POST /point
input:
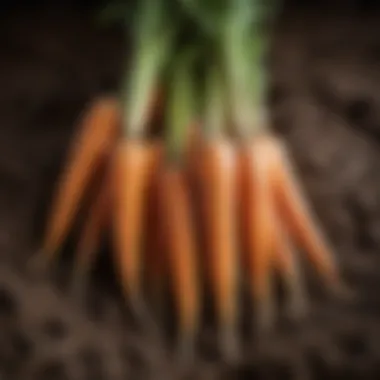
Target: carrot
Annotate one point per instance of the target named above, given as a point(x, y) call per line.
point(296, 214)
point(256, 160)
point(155, 255)
point(97, 219)
point(218, 200)
point(135, 162)
point(181, 242)
point(98, 133)
point(286, 265)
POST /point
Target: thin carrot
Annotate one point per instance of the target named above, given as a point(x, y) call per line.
point(286, 264)
point(155, 251)
point(218, 188)
point(296, 214)
point(256, 160)
point(135, 162)
point(98, 217)
point(181, 242)
point(98, 134)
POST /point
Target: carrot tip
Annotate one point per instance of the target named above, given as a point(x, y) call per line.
point(40, 263)
point(265, 314)
point(186, 347)
point(341, 290)
point(229, 343)
point(141, 314)
point(297, 305)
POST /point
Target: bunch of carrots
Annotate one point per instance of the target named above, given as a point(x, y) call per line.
point(210, 200)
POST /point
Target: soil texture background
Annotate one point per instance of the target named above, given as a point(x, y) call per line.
point(325, 102)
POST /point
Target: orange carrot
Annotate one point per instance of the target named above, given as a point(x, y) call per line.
point(135, 162)
point(218, 200)
point(285, 262)
point(181, 242)
point(155, 255)
point(256, 160)
point(98, 134)
point(97, 219)
point(296, 214)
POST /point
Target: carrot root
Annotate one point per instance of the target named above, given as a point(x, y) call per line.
point(286, 263)
point(134, 167)
point(256, 166)
point(98, 217)
point(180, 239)
point(295, 212)
point(218, 193)
point(98, 133)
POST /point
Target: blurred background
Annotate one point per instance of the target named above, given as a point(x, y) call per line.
point(325, 101)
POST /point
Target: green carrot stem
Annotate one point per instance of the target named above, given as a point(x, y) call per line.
point(181, 108)
point(244, 47)
point(214, 122)
point(153, 38)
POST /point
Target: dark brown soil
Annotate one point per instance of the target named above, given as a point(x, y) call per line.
point(325, 101)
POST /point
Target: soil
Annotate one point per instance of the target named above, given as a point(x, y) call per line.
point(325, 102)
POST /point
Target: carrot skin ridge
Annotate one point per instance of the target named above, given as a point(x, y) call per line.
point(97, 135)
point(258, 158)
point(133, 172)
point(180, 239)
point(98, 217)
point(286, 264)
point(218, 193)
point(296, 214)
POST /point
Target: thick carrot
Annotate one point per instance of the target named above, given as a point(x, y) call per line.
point(218, 200)
point(135, 162)
point(155, 255)
point(296, 214)
point(182, 250)
point(256, 159)
point(98, 134)
point(98, 217)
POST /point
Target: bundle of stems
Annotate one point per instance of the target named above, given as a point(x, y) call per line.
point(213, 199)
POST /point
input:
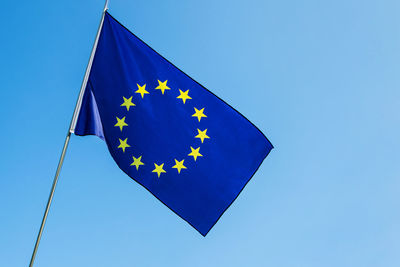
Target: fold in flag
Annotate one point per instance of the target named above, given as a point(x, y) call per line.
point(167, 132)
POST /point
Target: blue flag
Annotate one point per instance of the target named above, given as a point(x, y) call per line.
point(167, 132)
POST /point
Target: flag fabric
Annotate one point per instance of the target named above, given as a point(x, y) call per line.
point(186, 146)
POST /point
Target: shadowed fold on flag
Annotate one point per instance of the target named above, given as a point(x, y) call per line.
point(186, 146)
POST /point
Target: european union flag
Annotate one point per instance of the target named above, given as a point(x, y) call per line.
point(185, 145)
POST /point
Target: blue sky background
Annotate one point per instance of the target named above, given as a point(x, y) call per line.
point(319, 78)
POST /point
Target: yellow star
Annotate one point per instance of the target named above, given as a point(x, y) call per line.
point(121, 123)
point(202, 135)
point(199, 113)
point(162, 86)
point(184, 95)
point(195, 153)
point(179, 165)
point(142, 90)
point(127, 103)
point(159, 169)
point(137, 162)
point(123, 144)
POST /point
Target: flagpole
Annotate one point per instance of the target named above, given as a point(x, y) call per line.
point(70, 131)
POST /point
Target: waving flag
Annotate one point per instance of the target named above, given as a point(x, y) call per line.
point(185, 145)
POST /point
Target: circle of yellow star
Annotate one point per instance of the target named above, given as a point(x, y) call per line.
point(121, 123)
point(162, 86)
point(137, 162)
point(142, 90)
point(184, 95)
point(159, 169)
point(123, 144)
point(202, 135)
point(179, 165)
point(199, 113)
point(127, 103)
point(195, 153)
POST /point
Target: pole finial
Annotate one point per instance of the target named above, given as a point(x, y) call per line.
point(105, 6)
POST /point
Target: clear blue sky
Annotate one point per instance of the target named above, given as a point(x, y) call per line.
point(319, 78)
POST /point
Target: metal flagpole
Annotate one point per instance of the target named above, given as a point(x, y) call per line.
point(70, 130)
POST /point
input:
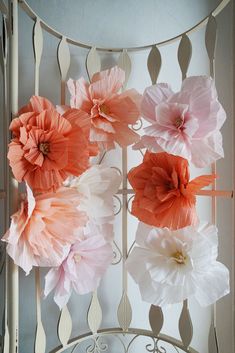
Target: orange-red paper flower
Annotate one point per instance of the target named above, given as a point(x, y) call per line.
point(46, 147)
point(110, 112)
point(164, 196)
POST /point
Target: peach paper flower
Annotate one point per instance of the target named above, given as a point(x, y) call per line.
point(186, 123)
point(46, 147)
point(110, 112)
point(82, 269)
point(164, 196)
point(43, 229)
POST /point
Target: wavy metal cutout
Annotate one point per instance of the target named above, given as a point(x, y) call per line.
point(94, 316)
point(156, 319)
point(64, 329)
point(154, 64)
point(185, 325)
point(93, 63)
point(184, 55)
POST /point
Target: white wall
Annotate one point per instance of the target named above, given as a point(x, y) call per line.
point(130, 23)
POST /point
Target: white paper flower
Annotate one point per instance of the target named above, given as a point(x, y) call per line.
point(97, 185)
point(170, 266)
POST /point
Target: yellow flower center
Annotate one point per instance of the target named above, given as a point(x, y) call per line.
point(77, 258)
point(179, 258)
point(104, 109)
point(178, 122)
point(44, 147)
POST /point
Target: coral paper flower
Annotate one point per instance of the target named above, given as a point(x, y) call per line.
point(46, 147)
point(170, 266)
point(83, 268)
point(43, 229)
point(110, 112)
point(185, 124)
point(164, 196)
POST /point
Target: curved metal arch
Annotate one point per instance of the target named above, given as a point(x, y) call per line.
point(59, 35)
point(118, 331)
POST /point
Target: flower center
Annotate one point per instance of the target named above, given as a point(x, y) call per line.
point(104, 109)
point(178, 122)
point(77, 258)
point(179, 258)
point(44, 147)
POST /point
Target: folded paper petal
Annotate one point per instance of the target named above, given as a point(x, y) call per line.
point(97, 186)
point(110, 112)
point(186, 123)
point(43, 229)
point(164, 196)
point(171, 266)
point(82, 269)
point(46, 147)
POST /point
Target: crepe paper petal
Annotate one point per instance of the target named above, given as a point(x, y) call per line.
point(97, 185)
point(164, 196)
point(44, 227)
point(46, 147)
point(171, 266)
point(82, 269)
point(186, 123)
point(110, 112)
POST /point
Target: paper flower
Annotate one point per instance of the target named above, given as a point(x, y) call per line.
point(110, 112)
point(185, 124)
point(164, 196)
point(97, 185)
point(83, 268)
point(43, 229)
point(170, 266)
point(46, 146)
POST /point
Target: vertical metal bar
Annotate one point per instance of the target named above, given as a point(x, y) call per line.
point(13, 278)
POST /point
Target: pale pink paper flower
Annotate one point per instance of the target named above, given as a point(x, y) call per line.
point(43, 229)
point(170, 266)
point(83, 268)
point(186, 123)
point(110, 112)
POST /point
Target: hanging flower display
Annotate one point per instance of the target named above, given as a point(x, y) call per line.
point(43, 229)
point(164, 196)
point(186, 123)
point(170, 266)
point(46, 147)
point(97, 185)
point(110, 112)
point(82, 269)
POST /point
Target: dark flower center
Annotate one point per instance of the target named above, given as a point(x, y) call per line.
point(44, 147)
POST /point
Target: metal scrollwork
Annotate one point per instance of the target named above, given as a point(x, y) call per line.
point(97, 346)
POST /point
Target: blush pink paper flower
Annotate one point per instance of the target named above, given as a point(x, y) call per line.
point(43, 229)
point(186, 123)
point(164, 196)
point(82, 269)
point(46, 147)
point(110, 112)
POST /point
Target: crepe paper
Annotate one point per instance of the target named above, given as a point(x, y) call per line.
point(82, 119)
point(82, 269)
point(43, 229)
point(171, 266)
point(46, 147)
point(97, 185)
point(164, 196)
point(110, 112)
point(186, 123)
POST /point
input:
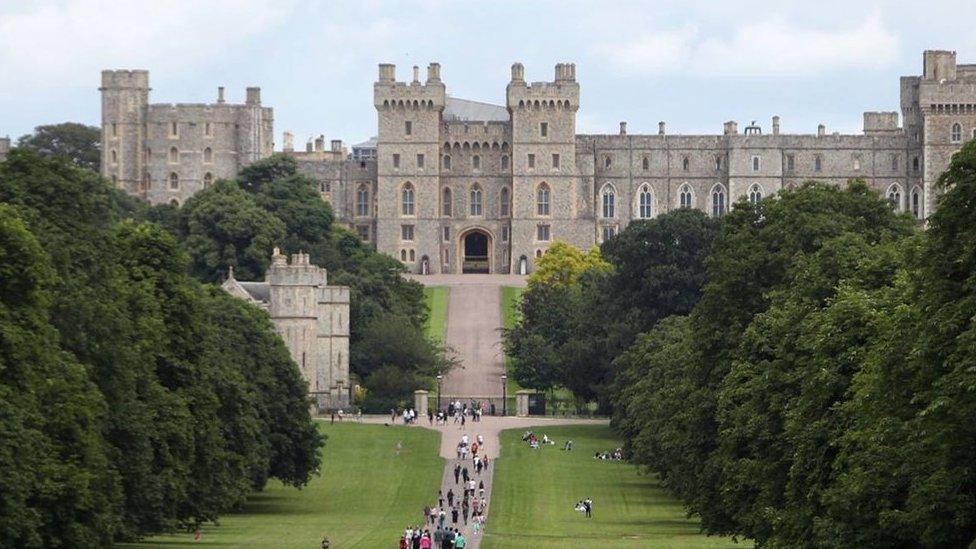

What is asked. Switch "Annotate" to "Mark" in everything from the start of the records down to the line containing "point(286, 265)", and write those lines out again with nothing else changed. Leave the pictures out.

The completed task.
POST /point
input:
Target: carrot
Mark one point per instance of the target named above, given as a point(x, y) call per line.
point(296, 214)
point(256, 160)
point(155, 255)
point(97, 219)
point(218, 200)
point(135, 162)
point(181, 242)
point(98, 133)
point(286, 265)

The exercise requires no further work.